- **TASK DIRECTIONS**:
Can you write out every line of the material below as a numbered list, skipping blank lines and leaving the pictures out?

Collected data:
========
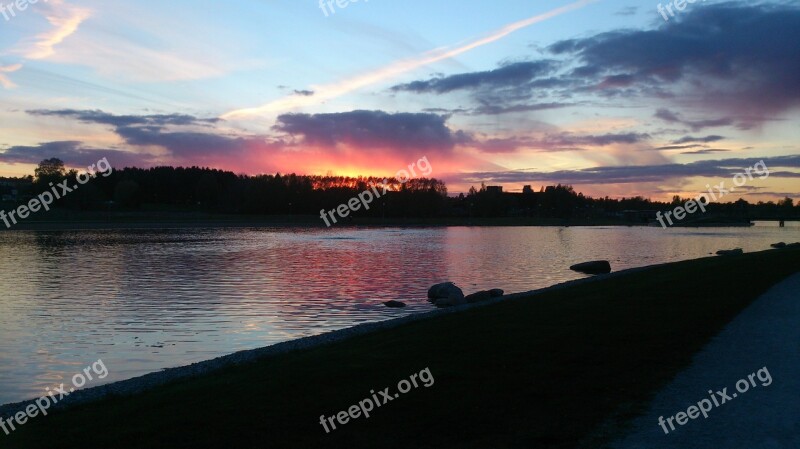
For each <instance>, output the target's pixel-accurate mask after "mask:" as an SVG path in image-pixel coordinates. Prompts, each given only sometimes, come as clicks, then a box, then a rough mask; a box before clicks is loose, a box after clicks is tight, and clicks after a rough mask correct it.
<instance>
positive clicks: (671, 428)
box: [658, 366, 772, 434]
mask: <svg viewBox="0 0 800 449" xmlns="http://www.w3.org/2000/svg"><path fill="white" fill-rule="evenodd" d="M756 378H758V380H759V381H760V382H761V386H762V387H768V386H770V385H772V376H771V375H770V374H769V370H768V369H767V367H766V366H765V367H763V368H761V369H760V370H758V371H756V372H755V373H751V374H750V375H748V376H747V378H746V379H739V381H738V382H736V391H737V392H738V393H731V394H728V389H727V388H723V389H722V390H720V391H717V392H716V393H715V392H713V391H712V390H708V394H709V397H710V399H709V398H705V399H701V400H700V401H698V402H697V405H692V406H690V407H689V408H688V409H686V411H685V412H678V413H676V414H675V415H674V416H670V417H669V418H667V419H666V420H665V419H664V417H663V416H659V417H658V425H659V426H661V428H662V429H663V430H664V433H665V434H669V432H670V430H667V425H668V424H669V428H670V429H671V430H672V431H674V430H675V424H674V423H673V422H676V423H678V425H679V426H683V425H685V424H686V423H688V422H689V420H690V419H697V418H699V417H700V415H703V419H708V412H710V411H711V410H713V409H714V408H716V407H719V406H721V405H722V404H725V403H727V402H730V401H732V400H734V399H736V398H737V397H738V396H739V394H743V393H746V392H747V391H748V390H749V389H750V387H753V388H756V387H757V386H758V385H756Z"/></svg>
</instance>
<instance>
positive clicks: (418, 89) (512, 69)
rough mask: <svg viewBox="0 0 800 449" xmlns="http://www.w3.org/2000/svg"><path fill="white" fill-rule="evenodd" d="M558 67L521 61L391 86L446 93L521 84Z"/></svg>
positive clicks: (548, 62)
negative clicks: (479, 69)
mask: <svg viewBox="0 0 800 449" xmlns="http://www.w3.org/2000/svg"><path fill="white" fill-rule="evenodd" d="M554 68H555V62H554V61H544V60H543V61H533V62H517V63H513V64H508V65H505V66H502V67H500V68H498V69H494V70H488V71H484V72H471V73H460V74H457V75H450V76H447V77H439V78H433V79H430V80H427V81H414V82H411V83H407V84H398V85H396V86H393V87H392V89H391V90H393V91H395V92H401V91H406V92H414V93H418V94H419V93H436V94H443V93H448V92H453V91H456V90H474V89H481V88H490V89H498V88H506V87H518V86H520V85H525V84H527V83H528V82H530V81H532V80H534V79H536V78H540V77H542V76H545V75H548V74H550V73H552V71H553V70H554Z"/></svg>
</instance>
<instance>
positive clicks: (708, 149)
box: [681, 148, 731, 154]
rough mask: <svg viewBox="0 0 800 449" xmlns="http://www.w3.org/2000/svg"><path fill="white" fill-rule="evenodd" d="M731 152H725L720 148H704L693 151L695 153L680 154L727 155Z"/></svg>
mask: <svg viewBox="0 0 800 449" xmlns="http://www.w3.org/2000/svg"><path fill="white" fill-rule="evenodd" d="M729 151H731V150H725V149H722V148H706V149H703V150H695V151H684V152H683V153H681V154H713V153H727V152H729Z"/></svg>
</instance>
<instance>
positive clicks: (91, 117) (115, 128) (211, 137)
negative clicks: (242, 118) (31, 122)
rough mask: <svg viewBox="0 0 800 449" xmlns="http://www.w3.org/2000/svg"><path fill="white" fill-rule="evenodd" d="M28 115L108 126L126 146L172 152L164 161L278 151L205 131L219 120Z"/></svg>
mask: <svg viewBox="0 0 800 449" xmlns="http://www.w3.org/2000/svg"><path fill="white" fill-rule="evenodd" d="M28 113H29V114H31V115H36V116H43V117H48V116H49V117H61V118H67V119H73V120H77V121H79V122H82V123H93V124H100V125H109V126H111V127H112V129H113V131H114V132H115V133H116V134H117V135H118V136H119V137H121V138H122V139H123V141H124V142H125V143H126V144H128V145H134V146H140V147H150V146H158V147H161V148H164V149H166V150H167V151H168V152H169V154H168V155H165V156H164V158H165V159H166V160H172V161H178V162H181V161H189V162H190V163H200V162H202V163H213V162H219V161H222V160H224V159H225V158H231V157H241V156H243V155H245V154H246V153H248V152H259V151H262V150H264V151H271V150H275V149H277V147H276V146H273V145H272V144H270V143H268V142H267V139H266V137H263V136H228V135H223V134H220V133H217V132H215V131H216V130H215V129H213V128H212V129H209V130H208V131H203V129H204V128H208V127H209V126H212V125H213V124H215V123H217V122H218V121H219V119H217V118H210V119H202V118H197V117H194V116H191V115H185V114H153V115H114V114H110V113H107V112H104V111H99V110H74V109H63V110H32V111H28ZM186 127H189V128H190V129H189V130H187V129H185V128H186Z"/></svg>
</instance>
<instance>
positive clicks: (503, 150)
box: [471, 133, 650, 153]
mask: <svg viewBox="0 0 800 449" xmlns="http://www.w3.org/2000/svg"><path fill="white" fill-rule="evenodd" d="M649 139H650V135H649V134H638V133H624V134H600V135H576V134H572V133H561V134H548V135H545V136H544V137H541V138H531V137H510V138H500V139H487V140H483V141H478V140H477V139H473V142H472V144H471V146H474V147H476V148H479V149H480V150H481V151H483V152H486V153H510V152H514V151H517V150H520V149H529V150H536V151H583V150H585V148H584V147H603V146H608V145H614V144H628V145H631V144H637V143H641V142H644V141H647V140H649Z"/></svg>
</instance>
========
- **REPLY TO THE TASK**:
1. For each <instance>, output the target's pixel-accurate mask after "mask:" as an SVG path in image-pixel coordinates. Prompts, each given only sometimes, come as clicks, then a box, then a rough mask; a box before clicks is loose, a box after clicks is tight, and clicks after a rough mask correct it.
2. <instance>
3. positive clicks: (671, 428)
4. box: [658, 366, 772, 434]
5. mask: <svg viewBox="0 0 800 449" xmlns="http://www.w3.org/2000/svg"><path fill="white" fill-rule="evenodd" d="M756 378H758V380H759V381H760V382H761V386H762V387H768V386H770V385H772V376H771V375H770V374H769V370H768V369H767V367H766V366H765V367H763V368H761V369H760V370H758V371H756V372H755V373H751V374H750V375H748V376H747V378H746V379H739V381H738V382H736V391H737V392H738V393H731V394H728V389H727V388H723V389H722V390H720V391H717V392H716V393H715V392H713V391H712V390H708V394H709V397H710V399H709V398H705V399H701V400H700V401H698V402H697V405H692V406H690V407H689V408H688V409H686V411H685V412H678V413H676V414H675V415H674V416H670V417H669V418H667V419H666V420H665V419H664V417H663V416H659V417H658V425H659V426H661V428H662V429H663V430H664V433H665V434H669V432H670V430H667V425H668V424H669V428H670V429H671V430H672V431H674V430H675V424H674V423H673V422H676V423H678V425H679V426H683V425H685V424H686V423H688V422H689V420H690V419H697V418H699V417H700V415H703V419H708V412H710V411H711V410H713V409H714V408H716V407H719V406H721V405H722V404H725V403H727V402H730V401H732V400H734V399H736V398H737V397H738V396H739V394H743V393H746V392H747V391H748V390H749V389H750V387H753V388H756V387H757V386H758V385H756Z"/></svg>
6. </instance>
7. <instance>
8. positive clicks: (418, 89) (512, 69)
9. rough mask: <svg viewBox="0 0 800 449" xmlns="http://www.w3.org/2000/svg"><path fill="white" fill-rule="evenodd" d="M558 67L521 61L391 86L446 93L521 84Z"/></svg>
10. positive clicks: (548, 62)
11. negative clicks: (479, 69)
12. mask: <svg viewBox="0 0 800 449" xmlns="http://www.w3.org/2000/svg"><path fill="white" fill-rule="evenodd" d="M554 68H555V62H554V61H544V60H543V61H533V62H517V63H513V64H508V65H505V66H502V67H500V68H498V69H494V70H488V71H484V72H471V73H460V74H457V75H450V76H447V77H439V78H433V79H430V80H427V81H414V82H411V83H407V84H398V85H396V86H393V87H392V89H391V90H393V91H395V92H401V91H406V92H414V93H418V94H419V93H436V94H443V93H448V92H453V91H456V90H474V89H481V88H490V89H498V88H506V87H518V86H520V85H525V84H527V83H528V82H530V81H532V80H534V79H536V78H540V77H542V76H545V75H548V74H550V73H552V71H553V70H554Z"/></svg>
13. </instance>
14. <instance>
15. positive clicks: (708, 149)
16. box: [681, 148, 731, 154]
17. rough mask: <svg viewBox="0 0 800 449" xmlns="http://www.w3.org/2000/svg"><path fill="white" fill-rule="evenodd" d="M731 152H725L720 148H704L693 151L695 153L680 154L727 155Z"/></svg>
18. mask: <svg viewBox="0 0 800 449" xmlns="http://www.w3.org/2000/svg"><path fill="white" fill-rule="evenodd" d="M729 151H731V150H725V149H722V148H706V149H703V150H695V151H684V152H683V153H681V154H713V153H727V152H729Z"/></svg>
19. </instance>
20. <instance>
21. positive clicks: (91, 117) (115, 128) (211, 137)
22. negative clicks: (242, 118) (31, 122)
23. rough mask: <svg viewBox="0 0 800 449" xmlns="http://www.w3.org/2000/svg"><path fill="white" fill-rule="evenodd" d="M28 115L108 126L126 146L172 152L164 161L278 151L205 131L219 120Z"/></svg>
24. mask: <svg viewBox="0 0 800 449" xmlns="http://www.w3.org/2000/svg"><path fill="white" fill-rule="evenodd" d="M28 113H29V114H31V115H36V116H43V117H48V116H49V117H61V118H67V119H73V120H77V121H79V122H82V123H93V124H100V125H109V126H111V127H112V129H113V131H114V132H115V133H116V134H117V135H118V136H119V137H121V138H122V139H123V141H124V142H125V143H126V144H128V145H134V146H140V147H150V146H158V147H161V148H164V149H166V150H167V151H168V152H169V154H168V155H165V156H164V158H165V159H166V160H172V161H178V162H181V161H189V162H190V163H200V162H202V163H213V162H219V161H222V160H224V159H225V158H231V157H241V156H243V155H245V154H246V153H248V152H259V151H262V150H264V151H271V150H275V149H277V147H276V146H273V145H272V144H270V143H268V142H267V139H266V137H263V136H228V135H223V134H220V133H217V132H215V131H216V130H215V129H213V128H212V129H209V130H208V131H203V129H204V128H208V127H209V126H212V125H213V124H215V123H217V122H218V121H219V119H217V118H210V119H202V118H197V117H194V116H191V115H185V114H153V115H114V114H110V113H107V112H104V111H99V110H74V109H63V110H32V111H28ZM186 127H189V128H190V129H189V130H187V129H185V128H186Z"/></svg>
25. </instance>
26. <instance>
27. positive clicks: (503, 150)
28. box: [471, 133, 650, 153]
29. mask: <svg viewBox="0 0 800 449" xmlns="http://www.w3.org/2000/svg"><path fill="white" fill-rule="evenodd" d="M649 139H650V135H649V134H638V133H624V134H600V135H576V134H572V133H561V134H548V135H545V136H544V137H541V138H531V137H510V138H500V139H487V140H483V141H478V140H477V139H473V142H472V144H471V146H474V147H476V148H479V149H480V150H481V151H483V152H486V153H510V152H514V151H517V150H520V149H529V150H536V151H583V150H585V148H584V147H603V146H608V145H614V144H628V145H631V144H637V143H641V142H644V141H647V140H649Z"/></svg>
30. </instance>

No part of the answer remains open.